> _Exercise objective_
Would you mind restating all of the records word for word, skipping the pictures?

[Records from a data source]
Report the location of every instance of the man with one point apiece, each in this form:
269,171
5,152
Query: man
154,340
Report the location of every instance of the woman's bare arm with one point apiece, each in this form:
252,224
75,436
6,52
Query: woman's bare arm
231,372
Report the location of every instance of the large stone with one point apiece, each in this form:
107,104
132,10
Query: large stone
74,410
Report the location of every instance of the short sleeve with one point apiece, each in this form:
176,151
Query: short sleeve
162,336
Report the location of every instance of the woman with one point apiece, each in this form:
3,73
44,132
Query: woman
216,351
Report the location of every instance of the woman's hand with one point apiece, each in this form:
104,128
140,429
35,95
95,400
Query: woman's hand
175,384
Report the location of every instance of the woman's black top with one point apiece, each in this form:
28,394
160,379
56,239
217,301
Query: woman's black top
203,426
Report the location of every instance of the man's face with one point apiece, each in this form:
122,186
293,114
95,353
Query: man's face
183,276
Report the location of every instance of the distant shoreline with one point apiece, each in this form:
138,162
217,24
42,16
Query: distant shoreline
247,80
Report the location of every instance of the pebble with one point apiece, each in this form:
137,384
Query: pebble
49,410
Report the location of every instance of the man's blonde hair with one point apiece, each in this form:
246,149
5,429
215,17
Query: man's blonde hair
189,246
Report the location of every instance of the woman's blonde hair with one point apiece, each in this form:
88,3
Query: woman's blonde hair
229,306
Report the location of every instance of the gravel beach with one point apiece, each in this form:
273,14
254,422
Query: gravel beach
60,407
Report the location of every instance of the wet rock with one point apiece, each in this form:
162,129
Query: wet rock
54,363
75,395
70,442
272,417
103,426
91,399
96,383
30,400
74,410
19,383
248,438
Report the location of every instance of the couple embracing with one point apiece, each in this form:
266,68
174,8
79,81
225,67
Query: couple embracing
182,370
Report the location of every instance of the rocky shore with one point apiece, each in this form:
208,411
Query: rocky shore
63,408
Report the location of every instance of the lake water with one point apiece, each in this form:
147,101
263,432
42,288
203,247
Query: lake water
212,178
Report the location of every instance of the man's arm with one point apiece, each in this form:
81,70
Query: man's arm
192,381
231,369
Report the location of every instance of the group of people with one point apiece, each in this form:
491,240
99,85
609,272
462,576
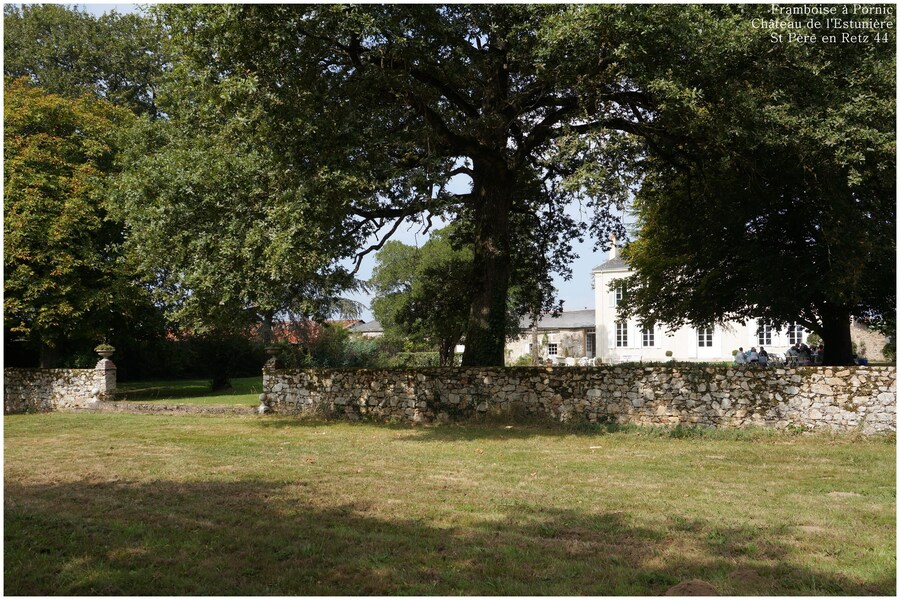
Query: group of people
751,357
799,353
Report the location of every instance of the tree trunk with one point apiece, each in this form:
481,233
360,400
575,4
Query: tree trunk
445,350
486,333
836,336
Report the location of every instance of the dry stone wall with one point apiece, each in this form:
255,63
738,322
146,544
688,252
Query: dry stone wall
818,398
42,390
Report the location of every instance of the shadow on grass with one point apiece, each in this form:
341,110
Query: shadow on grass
187,390
497,428
260,538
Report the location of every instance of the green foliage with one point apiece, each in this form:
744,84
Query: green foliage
70,52
65,276
522,361
211,225
422,294
769,191
523,100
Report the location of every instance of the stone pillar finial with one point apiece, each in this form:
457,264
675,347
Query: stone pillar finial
105,377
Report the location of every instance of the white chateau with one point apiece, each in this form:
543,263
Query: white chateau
621,340
579,337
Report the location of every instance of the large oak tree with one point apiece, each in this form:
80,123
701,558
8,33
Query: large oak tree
377,108
772,194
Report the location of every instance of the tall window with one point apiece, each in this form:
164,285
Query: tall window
617,292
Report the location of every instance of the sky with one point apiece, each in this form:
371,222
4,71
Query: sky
577,293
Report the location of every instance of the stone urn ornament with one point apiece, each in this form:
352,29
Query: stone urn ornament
273,351
104,350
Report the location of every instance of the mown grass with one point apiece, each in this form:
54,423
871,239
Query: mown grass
125,504
243,391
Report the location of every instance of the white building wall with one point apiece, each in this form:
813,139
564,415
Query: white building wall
683,342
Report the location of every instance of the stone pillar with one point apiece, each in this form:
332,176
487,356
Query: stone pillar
105,380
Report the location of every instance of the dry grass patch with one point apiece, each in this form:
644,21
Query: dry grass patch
160,505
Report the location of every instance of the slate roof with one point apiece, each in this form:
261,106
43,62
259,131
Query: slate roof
570,319
613,264
370,327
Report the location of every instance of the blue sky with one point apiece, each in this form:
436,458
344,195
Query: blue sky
576,293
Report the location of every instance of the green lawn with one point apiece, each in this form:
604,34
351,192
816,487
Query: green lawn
244,391
122,504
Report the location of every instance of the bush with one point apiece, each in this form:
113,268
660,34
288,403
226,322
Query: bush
414,359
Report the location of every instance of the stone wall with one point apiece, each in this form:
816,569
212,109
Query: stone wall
41,390
845,398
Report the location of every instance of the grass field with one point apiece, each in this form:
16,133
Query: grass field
125,504
244,391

> _Answer to this problem_
Report the location of every instance of the man with one point apiece, each in this form:
269,171
5,152
Query: man
154,340
Report the location of every instance of the woman's bare arm with one point apiece, each in this form:
252,224
75,436
6,52
Query: woman's bare arm
231,372
Report the location of every instance of the large stone with one point apiece, each in this form:
107,104
132,10
Query: large stone
74,410
Report the location of every instance of the short sleeve with one point apiece, each in this form:
176,151
Query: short sleeve
162,336
Report the location of every instance of the woman with one point apiece, each in this form:
3,73
44,132
Query: woman
216,351
Report the location of every instance of the woman's hand with one point apiece, each in this form:
104,128
140,429
35,95
95,400
Query: woman's hand
175,384
Report the location of every instance of the woman's black top with one point apiece, each in this form:
28,394
160,379
56,239
217,301
Query: woman's black top
203,426
Report the location of every instance of the man's face with one point apiece, each in this form:
122,186
293,114
95,353
Query: man's face
183,276
Report the location of every instance of the distant shoreline with one point apiece, each in this form:
138,162
217,24
42,16
Query: distant shoreline
247,80
Report the location of every instance of the pebble with one point apiece, each in this form:
137,384
Query: pebble
49,410
Report the location of every instance of the man's blonde hair with one point apiece, each in this form:
246,149
5,429
215,17
Query: man's blonde hair
189,246
Report the location of every instance of the woman's blonde hair with one point apiece, each in this form:
88,3
Query: woman's blonde hair
229,306
Report the location of every instance of the gravel beach with one point apiece, each in this form:
273,14
254,422
Query: gravel beach
60,407
Report the location of every instance of the wet rock with one point apiece, each in this form:
162,129
Query: wet rock
54,363
75,395
70,442
272,417
103,426
91,399
96,383
30,400
74,410
19,383
248,438
Report the location of every instance of the couple embracing with one point apiece, each in this form:
266,68
174,8
79,81
225,67
Query: couple embracing
182,370
Report the location of every instance of the rocky shore with one point apiece, each in this form:
208,411
Query: rocky shore
63,408
Report the location of every instance of the lake water with one point apiece, each in this form:
147,101
263,432
42,288
203,247
Query: lake water
212,178
Report the location of every instance of the man's arm with one point apiece, each in this form:
81,70
Query: man's arm
192,381
231,369
Report the location of every instance of the group of people with one point apiece, each in this form:
491,240
99,85
609,272
462,576
Query: group of people
751,357
799,353
Report the location of every instance of the tree trunk with one point apiece, each in this form:
481,233
360,400
575,4
Query: tree trunk
445,350
486,333
836,336
Report the location of every instance of the dry stone wall with one point apiece, each in this form:
255,63
738,322
146,544
688,252
Query: dry stone wall
818,398
42,390
Report the location of every instance of the shadow on grass with one point apiece, each in this form:
341,110
Query: shadow on grass
187,390
497,428
260,538
Report the location of every instance of the green foliage with one point apiece, each in this form:
744,84
Query: green foliage
70,52
65,276
522,361
211,225
422,294
769,191
523,100
Report the location of every instance of the stone pillar finial with one point apiece, each in this form:
457,264
675,347
Query: stone pillar finial
105,377
Report the location of every instance of the white chateau with one point apiece, each in this form:
543,263
Query: white chateau
621,340
579,337
Report the location of every instance of the large oak tree with one point apiece, each in this form:
80,123
701,558
8,33
Query: large oak tree
377,108
772,194
Report the location of every instance of the tall window with one point apiece, each in this form:
164,285
Query: tall window
617,292
Report the location of every instance of the sky with one point apiece, each in this form:
371,222
4,71
Query: sky
577,293
Report the location of every instance of the stone urn ornament with one point apiece, each in this form:
352,29
Query: stone urn ornament
273,351
104,350
Report the location of every instance of the mown grass with one point apiece, each in this form:
54,423
871,239
Query: mown grass
125,504
243,391
Report the location of every instance of the white building wall with one point apiece, each in this form:
813,139
564,415
Query: white building wall
683,342
Report the location of every instance of the stone pillar with one point apiece, each in this form:
332,176
487,356
Query: stone pillar
105,380
Report the location of every instance of the dry grass patch with one point apiece, each in this form:
644,21
Query: dry grass patch
160,505
Report the location of every instance of the slate roof with one point apiece, each in this form:
261,106
43,62
259,131
Query: slate roof
570,319
613,264
370,327
Report the location of every instance of the blue sky with one point apiece, each in this form:
436,458
344,195
Query: blue sky
576,293
Report the location of every instance of the green lawn with one point apiece, each in this form:
604,34
351,192
816,487
Query: green lawn
244,391
122,504
Report the location of every instance of the bush with one point apiece, each in this form:
113,268
660,34
288,403
226,322
Query: bush
414,359
Report the location of every instance of the stone wall with one point apiece, each in this form:
816,569
212,109
Query: stone wall
41,390
845,398
Report the location of every instance of the grass field with one point apiece, each in this form:
16,133
Query: grass field
125,504
244,391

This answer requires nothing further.